▶ [Given task]:
Reproduce the records below in their entirety, character for character.

▶ [Listing]:

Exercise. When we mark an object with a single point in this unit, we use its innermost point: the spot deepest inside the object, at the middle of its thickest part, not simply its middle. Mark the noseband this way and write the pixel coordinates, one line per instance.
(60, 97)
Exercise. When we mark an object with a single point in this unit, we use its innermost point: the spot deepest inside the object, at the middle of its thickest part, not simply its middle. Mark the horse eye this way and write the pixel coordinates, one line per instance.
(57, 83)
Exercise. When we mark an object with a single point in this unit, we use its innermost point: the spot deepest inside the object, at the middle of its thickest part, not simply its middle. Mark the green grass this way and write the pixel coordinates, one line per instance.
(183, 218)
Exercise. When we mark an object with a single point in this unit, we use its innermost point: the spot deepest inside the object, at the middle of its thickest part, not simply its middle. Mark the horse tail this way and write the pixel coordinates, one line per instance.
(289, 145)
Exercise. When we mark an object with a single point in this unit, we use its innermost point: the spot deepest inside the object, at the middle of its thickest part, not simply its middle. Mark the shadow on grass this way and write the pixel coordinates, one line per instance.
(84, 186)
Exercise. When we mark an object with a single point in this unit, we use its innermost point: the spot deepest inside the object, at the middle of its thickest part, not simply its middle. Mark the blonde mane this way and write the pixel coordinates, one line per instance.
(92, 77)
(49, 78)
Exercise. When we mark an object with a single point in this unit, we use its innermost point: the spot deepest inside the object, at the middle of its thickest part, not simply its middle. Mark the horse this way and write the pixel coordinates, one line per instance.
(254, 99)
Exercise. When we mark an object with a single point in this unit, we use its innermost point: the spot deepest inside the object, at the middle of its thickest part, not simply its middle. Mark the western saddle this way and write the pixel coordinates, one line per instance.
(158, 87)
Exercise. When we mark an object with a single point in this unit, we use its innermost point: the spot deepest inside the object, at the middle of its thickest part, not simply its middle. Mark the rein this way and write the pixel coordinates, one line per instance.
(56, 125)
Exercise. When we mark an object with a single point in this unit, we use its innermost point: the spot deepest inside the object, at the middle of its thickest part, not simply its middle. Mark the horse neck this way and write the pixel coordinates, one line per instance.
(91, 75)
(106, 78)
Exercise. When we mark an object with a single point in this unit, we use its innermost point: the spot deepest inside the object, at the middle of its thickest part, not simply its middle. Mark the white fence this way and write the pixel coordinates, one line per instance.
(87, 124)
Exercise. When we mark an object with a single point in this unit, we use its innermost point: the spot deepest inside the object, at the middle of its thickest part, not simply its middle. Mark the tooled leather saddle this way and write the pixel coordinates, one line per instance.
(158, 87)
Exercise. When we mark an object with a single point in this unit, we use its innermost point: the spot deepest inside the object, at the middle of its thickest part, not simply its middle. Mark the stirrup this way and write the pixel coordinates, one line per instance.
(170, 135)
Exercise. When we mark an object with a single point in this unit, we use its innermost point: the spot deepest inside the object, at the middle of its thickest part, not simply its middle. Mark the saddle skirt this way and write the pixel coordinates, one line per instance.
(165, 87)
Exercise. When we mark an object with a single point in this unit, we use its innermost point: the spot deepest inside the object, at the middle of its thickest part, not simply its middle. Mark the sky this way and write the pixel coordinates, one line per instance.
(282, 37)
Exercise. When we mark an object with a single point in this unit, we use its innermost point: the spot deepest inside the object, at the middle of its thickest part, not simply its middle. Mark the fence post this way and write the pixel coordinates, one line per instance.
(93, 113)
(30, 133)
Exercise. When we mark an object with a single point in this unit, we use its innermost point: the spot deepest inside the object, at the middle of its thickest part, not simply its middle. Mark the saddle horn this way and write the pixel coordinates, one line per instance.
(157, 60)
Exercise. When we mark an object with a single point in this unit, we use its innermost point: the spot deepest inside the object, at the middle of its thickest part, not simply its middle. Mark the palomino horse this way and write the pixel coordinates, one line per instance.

▶ [Task response]:
Exercise. When we mark an object with a single point in this unit, we use its innermost point: the spot deepest inside the object, at the middle of its thickest part, not simply its middle. Mark the noseband this way and write the pixel coordinates, one line per instance.
(60, 97)
Exercise. When we mark an object with a single point in this unit, we use its innermost point: the spot deepest inside the object, at the middle of its thickest part, not simply its middle. Mark the horse eye this way and write the pixel coordinates, one line per instance.
(57, 83)
Exercise. When we mark an object with a single point in this unit, we use its innermost point: the spot deepest inside the object, at the middle of its thickest part, not simply its middle. Mark the green grass this way and write the pixel coordinates, one line per instance.
(183, 218)
Exercise. When we mark an object with a single point in this unit, we use its innermost point: the spot deepest inside the object, at the middle of its thickest part, not simply its middle. Mark the horse tail this way and write the pixel coordinates, one line per instance.
(289, 145)
Exercise. When we mark an object with a single point in this unit, we use its innermost point: the spot deepest inside the object, at the middle of its thickest part, not simply its middle. Mark the shadow on grass this way and write the pixel coordinates, one line per instance.
(84, 186)
Exercise. When we mark an object with a single point in this unit, we use its innermost point: the spot deepest inside the object, at the middle of its thickest part, not simply its middle. Mark the blonde mane this way and write the pixel coordinates, one line per instance.
(92, 77)
(49, 78)
Exercise. When we mark an object with a single point in this unit, we use its innermost point: the spot deepest inside the object, at the middle of its thickest part, not simply its middle. Mark the horse this way and write the pixel coordinates, one line per instance.
(254, 99)
Exercise. When we mark an object with a single point in this unit, we use its innermost point: the spot deepest inside the object, at the middle of its thickest part, not simply its middle. Mark the western saddle this way and write the pixel coordinates, one line per instance.
(158, 87)
Exercise. When we mark an object with a single point in this unit, we use its innermost point: the spot deepest inside the object, at the middle of its thickest part, not simply its middle. Mark the rein this way and write the pixel coordinates, one line per instance.
(56, 125)
Exercise. When we mark an object with a single point in this unit, we use its innermost point: the spot deepest inside the object, at the middle of its thickest part, not simply its middle. Mark the horse neck this way and write the pixel coordinates, one line per instance.
(91, 75)
(106, 78)
Exercise. When we mark an object with a single point in this unit, we use its innermost point: the spot deepest inside the object, at the middle of its thickest part, not simply its middle. Mark the white fence this way and write the pixel coordinates, one line per instance.
(87, 124)
Exercise. When we mark an object with a single point in this unit, we use its innermost point: the spot deepest inside the object, at the middle of its thickest part, not simply its middle. Mark the tooled leather saddle this way and write the pixel coordinates, one line per instance.
(158, 87)
Exercise. When we mark an object with a single point in this unit, we use its innermost point: the spot deepest inside the object, at the middle of its thickest part, not simply its middle. Mark the stirrup this way and write the pixel coordinates, one line per instance.
(170, 135)
Exercise. When we mark an object with a single point in this unit, we use its innermost point: the spot deepest inside the object, at the middle of its thickest part, not simply its middle. Mark the saddle skirt this way and write the pixel coordinates, one line per instance.
(165, 87)
Exercise. When we mark an object with a single point in this unit, we use its innermost point: the spot deepest inside the object, at the middle of its thickest part, not simply its middle. Mark the sky this way and write the pixel coordinates, one line per instance.
(282, 37)
Exercise. When we mark an object with a single point in this unit, we use its innermost point: the spot deepest inside the object, at the middle of its thickest part, not simply its middle. Mark the fence post this way and write the pixel coordinates, one line per instance.
(93, 113)
(30, 133)
Exercise. When we mark an object with a single point in this unit, we use its innermost point: the spot deepest inside the object, at the middle of its thickest part, not simply its middle. Mark the saddle horn this way and write the pixel coordinates, one line per instance.
(157, 60)
Exercise. When we mark an object with a single point in this unit, we use its innermost point: the spot deepest inside the object, at the middle of its thickest part, not simply its middle. Mark the palomino horse this way and write the pixel coordinates, one line per instance.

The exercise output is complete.